■ RECORDS PROVIDED ■
## start
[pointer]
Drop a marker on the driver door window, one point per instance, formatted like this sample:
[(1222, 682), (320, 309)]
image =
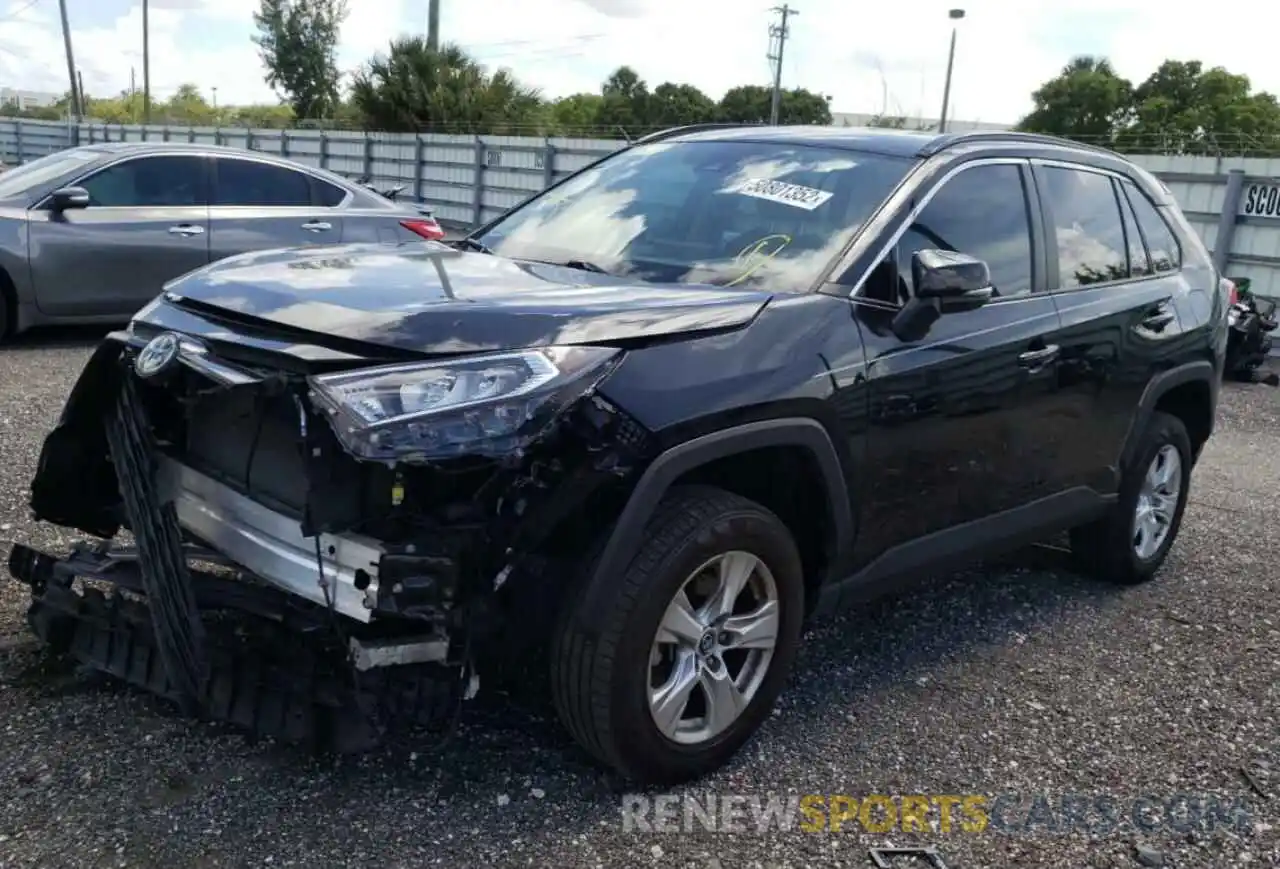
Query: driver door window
[(981, 211), (161, 182)]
## end
■ WRITTEN PROBLEM ■
Your task is to set down the records shown above exactly, minus any pictures.

■ OUTPUT BELOW ■
[pointer]
Drop a marker on the driver door window, one point per instance, formatted like this sample:
[(1222, 682), (320, 309)]
image =
Query: driver door window
[(981, 211), (161, 182)]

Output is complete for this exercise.